Testo in esame -
* * * * * * *
MEDICINA/IL RAME IN ECCESSO CHE CAUSA LE DEMENZE

Alla Cattolica di Milano venerdì gli esperti spiegheranno come scoprirlo con un test e i modi per correggerlo – di Edoardo Stucchi

rame tubazioni

MILANO – Per i milioni di individui nel mondo che in futuro potranno soffrire di demenza (ora sono 24 milioni, il 70% dei quali sono colpiti dalla malattia di Alzheimer) è in arrivo una speranza dall’Italia: la possibilità di intervenire su uno dei fattori di rischio per le demenze, l’eccesso di rame, sostanza ingerita attraverso gli alimenti e dall’acqua che scorre in tubature che rilasciano questa sostanza. Sulla base di alcune ricerche, infatti, l’eccesso di rame, quello inutilizzato dall’organismo, scorre libero nel sangue e va a favorire l’accumulo delle placche che danno origine alla demenza e poi all’Alzheimer.

Venerdì 25 ottobre se ne parlerà all’università Cattolica del Sacro Cuore a Milano e gli esperti sveleranno gli studi sul ruolo del rame nello sviluppo dell’Alzheimer. A promuovere l’evento è una società italiana di ricerca nel campo biomedico, Canox4drug,  nata nel 2012, con l’obiettivo di realizzare strumenti innovativi per la diagnosi precoce e la cura di malattie neurodegenerative. Tra queste la malattia di Alzheimer, la forma più comune di demenza che ad oggi risulta praticamente incurabile.
* * * * * * *
Dati di partenza -
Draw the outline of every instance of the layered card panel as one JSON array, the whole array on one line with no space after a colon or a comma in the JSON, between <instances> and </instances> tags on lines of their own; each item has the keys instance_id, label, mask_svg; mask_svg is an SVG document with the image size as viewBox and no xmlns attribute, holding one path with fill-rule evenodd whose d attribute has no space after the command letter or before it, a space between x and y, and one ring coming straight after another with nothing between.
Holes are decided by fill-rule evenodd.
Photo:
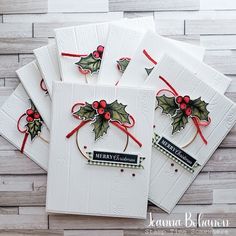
* * * * * * *
Compiti -
a) Rispondi a queste domande sull'articolo sul rame e le demenze:
(i) Quante persone soffrono ora di demenza nel mondo, e quale percentuale di loro è colpita dalla malattia di Alzheimer?
(ii) In quale giorno e in quale università di Milano se ne parlerà?
(iii) In che anno è nata la società Canox4drug?
b) Prosegui l'articolo sul rame e le demenze a partire dall'ultima frase.

Risposte ai compiti -
a)
(i) 24 milioni; il 70% è colpito dalla malattia di Alzheimer.
(ii) Venerdì 25 ottobre, all'università Cattolica del Sacro Cuore.
(iii) Nel 2012.

b)
Un’equipe di ricercatori dell’Associazione Fatebenefratelli per la Ricerca (AFaR) ha studiato per quasi un ventennio migliaia di pazienti affetti da Alzheimer dimostrando che  nella forma sporadica tardiva esiste una relazione tra il declino cognitivo e i livelli di rame non proteico presente nel sangue. Valori  in eccesso di questo rame sono tossici e aumentano il rischio di ammalarsi di Alzheimer. “L’interesse verso questo fattore di rischio – spiega il professor Paolo Maria Rossini, direttore del dipartimento di neuroscienze dell’Università cattolica di Roma – deriva dal fatto che l’eccesso di rame può essere corretto con appropriati interventi terapeutici alimentari e con integratori che saranno oggetto di studi clinici in un prossimo futuro”.

Al convegno prenderanno parola professionisti del settore: Stefano Cappa, professore ordinario di Neuropsicologia all’Università S. Raffaele di Milano che interverrà in merito ai marcatori neuropsicologici. Il professor Alessandro Padovani, direttore della Cattedra di Neurologia e della Scuola di Specializzazione in Neurologia di Brescia, analizzerà invece i marcatori generici e biologici. A conclusione della prima parte, il vice direttore scientifico dell’IRCCS Fatebenefratelli di Brescia, Giovanni Frisoni (responsabile del programma di Disturbi cognitivi all’Ospedale Universitario di Ginevra e Vicedirettore scientifico dell’Irccs San Giovanni di Dio-Fatebenefratelli di Brescia), presenterà i marcatori neuro radiologici e di flusso/metabolismo.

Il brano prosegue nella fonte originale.